Exercise brief: The answer should contain only the lines running from the line with "In this photo, each instance of the black sunglasses" to the end of the material, reproduced verbatim.

Data section:
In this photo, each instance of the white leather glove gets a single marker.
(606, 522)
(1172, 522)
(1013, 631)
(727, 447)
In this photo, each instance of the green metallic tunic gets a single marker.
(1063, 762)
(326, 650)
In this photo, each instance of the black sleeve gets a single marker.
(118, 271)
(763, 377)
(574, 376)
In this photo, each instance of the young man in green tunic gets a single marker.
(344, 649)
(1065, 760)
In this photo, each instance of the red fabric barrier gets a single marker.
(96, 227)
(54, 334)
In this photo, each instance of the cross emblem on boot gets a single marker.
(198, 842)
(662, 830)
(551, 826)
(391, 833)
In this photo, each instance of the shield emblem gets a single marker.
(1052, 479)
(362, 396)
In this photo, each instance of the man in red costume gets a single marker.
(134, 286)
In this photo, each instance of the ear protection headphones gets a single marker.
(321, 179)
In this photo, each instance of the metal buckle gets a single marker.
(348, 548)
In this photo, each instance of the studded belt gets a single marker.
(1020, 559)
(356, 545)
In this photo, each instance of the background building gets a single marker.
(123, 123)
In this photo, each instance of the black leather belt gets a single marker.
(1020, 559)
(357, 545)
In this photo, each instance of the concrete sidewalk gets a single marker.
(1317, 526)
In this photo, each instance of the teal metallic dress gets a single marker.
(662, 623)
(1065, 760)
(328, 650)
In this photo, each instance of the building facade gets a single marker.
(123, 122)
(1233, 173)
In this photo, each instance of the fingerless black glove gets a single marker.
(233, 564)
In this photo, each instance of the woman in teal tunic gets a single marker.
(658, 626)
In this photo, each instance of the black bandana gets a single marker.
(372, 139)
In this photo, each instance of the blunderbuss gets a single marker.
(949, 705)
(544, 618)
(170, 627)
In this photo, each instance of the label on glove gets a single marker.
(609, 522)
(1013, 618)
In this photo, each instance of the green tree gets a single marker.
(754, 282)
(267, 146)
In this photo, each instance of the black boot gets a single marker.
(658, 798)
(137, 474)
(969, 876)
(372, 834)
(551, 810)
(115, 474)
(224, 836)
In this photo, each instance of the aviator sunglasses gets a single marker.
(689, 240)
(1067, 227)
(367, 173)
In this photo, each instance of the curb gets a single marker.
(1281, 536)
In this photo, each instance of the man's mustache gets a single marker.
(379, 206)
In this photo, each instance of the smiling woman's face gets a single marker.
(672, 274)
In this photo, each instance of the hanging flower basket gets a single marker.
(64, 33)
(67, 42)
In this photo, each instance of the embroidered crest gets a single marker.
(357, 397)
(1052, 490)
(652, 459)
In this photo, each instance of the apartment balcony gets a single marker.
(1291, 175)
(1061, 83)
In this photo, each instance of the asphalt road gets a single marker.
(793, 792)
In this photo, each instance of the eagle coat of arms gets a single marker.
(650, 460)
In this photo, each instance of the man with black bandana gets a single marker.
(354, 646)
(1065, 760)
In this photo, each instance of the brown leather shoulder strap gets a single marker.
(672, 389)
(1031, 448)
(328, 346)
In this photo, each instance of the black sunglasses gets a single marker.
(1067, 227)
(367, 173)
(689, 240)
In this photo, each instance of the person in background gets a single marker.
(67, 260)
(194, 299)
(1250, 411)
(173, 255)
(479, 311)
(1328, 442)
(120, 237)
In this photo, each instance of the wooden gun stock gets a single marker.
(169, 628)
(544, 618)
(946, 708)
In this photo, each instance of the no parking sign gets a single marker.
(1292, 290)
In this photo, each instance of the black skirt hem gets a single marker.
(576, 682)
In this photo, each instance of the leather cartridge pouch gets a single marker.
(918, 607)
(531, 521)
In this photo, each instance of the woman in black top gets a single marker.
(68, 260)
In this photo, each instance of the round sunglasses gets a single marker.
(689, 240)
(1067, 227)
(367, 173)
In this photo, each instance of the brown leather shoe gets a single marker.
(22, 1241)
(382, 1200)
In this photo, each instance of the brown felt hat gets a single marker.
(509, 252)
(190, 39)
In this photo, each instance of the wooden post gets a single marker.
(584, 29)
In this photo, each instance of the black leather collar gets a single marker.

Output below:
In this photo, each instance of the black sunglasses gets a single marker.
(1067, 227)
(367, 173)
(689, 240)
In this photo, each instance of the person in background gets a single marker.
(67, 260)
(194, 299)
(1250, 411)
(173, 255)
(479, 311)
(1328, 442)
(120, 237)
In this photo, each instance of the wooden gun stock gets a single marker.
(169, 628)
(544, 618)
(946, 708)
In this photo, each instance of the no parking sign gets a single marker.
(1292, 290)
In this photo, each instance of the black skirt hem gets a single marker.
(576, 682)
In this photo, each instance of the leather cartridge pouch gets a single marker.
(918, 607)
(531, 521)
In this photo, each instance of the woman in black top gets a single marker.
(68, 260)
In this photo, each instance of the round sunglasses gets a single marker.
(689, 240)
(1067, 227)
(367, 173)
In this photo, each instance of the brown leather shoe gets a single marker.
(22, 1241)
(382, 1200)
In this photo, each instance of the brown felt hat gets a single marker.
(509, 252)
(190, 39)
In this photo, each instance of the wooden post gets a single marker.
(584, 29)
In this photo, each instance of the black leather collar gets a single marker.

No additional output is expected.